----- SOURCE INFORMATION

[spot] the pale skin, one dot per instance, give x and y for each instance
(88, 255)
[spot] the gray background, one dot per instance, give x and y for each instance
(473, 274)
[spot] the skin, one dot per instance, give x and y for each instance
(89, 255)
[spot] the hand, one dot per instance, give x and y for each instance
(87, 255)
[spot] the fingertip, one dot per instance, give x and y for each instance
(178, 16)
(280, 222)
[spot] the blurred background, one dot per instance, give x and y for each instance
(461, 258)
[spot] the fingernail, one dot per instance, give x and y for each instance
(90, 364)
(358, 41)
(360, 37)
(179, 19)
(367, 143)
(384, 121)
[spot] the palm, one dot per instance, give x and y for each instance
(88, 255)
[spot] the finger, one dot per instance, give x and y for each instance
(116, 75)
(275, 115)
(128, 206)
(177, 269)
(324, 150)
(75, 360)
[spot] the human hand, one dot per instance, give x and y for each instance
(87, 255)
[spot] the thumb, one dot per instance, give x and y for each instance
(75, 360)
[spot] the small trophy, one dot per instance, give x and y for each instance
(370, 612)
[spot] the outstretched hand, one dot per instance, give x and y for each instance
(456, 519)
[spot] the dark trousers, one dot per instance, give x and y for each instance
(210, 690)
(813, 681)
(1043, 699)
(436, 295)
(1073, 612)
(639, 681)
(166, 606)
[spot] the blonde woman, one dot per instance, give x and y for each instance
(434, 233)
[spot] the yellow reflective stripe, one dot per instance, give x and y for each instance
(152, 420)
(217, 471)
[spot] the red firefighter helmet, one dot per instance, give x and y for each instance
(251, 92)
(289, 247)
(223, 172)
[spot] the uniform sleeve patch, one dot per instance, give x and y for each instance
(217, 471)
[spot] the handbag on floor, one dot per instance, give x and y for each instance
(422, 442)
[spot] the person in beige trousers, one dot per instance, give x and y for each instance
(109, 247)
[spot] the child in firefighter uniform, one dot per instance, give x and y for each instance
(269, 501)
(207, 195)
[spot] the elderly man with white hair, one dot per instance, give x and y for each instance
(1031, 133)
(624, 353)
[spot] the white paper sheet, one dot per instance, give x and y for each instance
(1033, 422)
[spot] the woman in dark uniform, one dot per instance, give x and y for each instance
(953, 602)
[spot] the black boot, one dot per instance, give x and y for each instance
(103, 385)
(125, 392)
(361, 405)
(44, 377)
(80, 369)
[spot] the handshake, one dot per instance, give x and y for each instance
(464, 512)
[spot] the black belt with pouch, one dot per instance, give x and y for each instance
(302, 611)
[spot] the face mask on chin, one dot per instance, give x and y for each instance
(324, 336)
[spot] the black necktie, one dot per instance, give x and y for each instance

----------

Reproduce each record exactly as it appears.

§ RESPONSE
[spot] the pale skin, one dot per instance, give x and y for each instance
(88, 255)
[spot] the gray background, one dot per instance, give x and y for each instance
(473, 274)
[spot] the skin, one dot per instance, give x and y for each instance
(89, 255)
[spot] the hand, one dot per instance, give x and y for each instance
(87, 255)
[spot] the fingertip, one dot per instance, give x and y for each instance
(178, 16)
(280, 222)
[spot] the blurred background, one dot per instance, give x and y for each instance
(461, 258)
[spot] the fingernail, one dot per instance, give x and y for each instance
(90, 364)
(358, 41)
(360, 37)
(179, 19)
(367, 143)
(384, 121)
[spot] the palm, one dot per instance, give x and y for each instance
(88, 255)
[spot] the finger, one dot per instance, give x and y for each instance
(116, 75)
(275, 115)
(128, 206)
(177, 269)
(324, 150)
(75, 360)
[spot] the human hand, one dot per instance, give x and y for each instance
(87, 255)
[spot] the thumb, one dot per instance, give x and y for each instance
(75, 360)
[spot] the small trophy, one dot per instance, give x and y for each instance
(370, 612)
[spot] the outstretched hand, one dot per instance, give x and y for each instance
(456, 519)
[spot] the dark trousers, one dot per instance, give x and y for each instance
(210, 690)
(813, 681)
(1043, 699)
(436, 295)
(1073, 612)
(639, 681)
(166, 606)
[spot] the blonde woman, one dot per instance, give x and y for each instance
(434, 233)
[spot] the yellow reflective stripe, one dot per instance, give x and y for each instance
(152, 420)
(217, 471)
[spot] the red firefighter helmet, one dot per instance, give x and y for each instance
(251, 92)
(289, 247)
(223, 172)
[spot] the uniform sleeve patch, one dot per instance, give x and y for each instance
(217, 471)
[spot] the handbag on floor, one dot per instance, give x and y for each instance
(422, 442)
[spot] the person in beige trousers, one dot per instance, give x and y for each instance
(109, 247)
[spot] the child in firefighter uniform, one dot per instance, give x and y for each instance
(269, 501)
(207, 195)
[spot] the elderly man with white hair, one dot per instance, give x and y for each instance
(1031, 133)
(624, 353)
[spot] the white paper sheet, one dot per instance, give x and y for each instance
(1033, 422)
[spot] the woman in dark uniform, one dot per instance, give x and y for each instance
(953, 602)
[spot] the black boot, one dot per instance, give x and y for each instance
(103, 385)
(125, 392)
(361, 405)
(44, 377)
(80, 369)
[spot] the handshake, one dot per instance, give x and y for each instance
(464, 512)
[spot] the black belt with pouch, one dot per instance, give x and y for each instance
(302, 611)
[spot] the face mask on chin, one dot per instance, give x and y for each instance
(324, 336)
[spot] the black necktie, one dot per instance, give x and y for each instance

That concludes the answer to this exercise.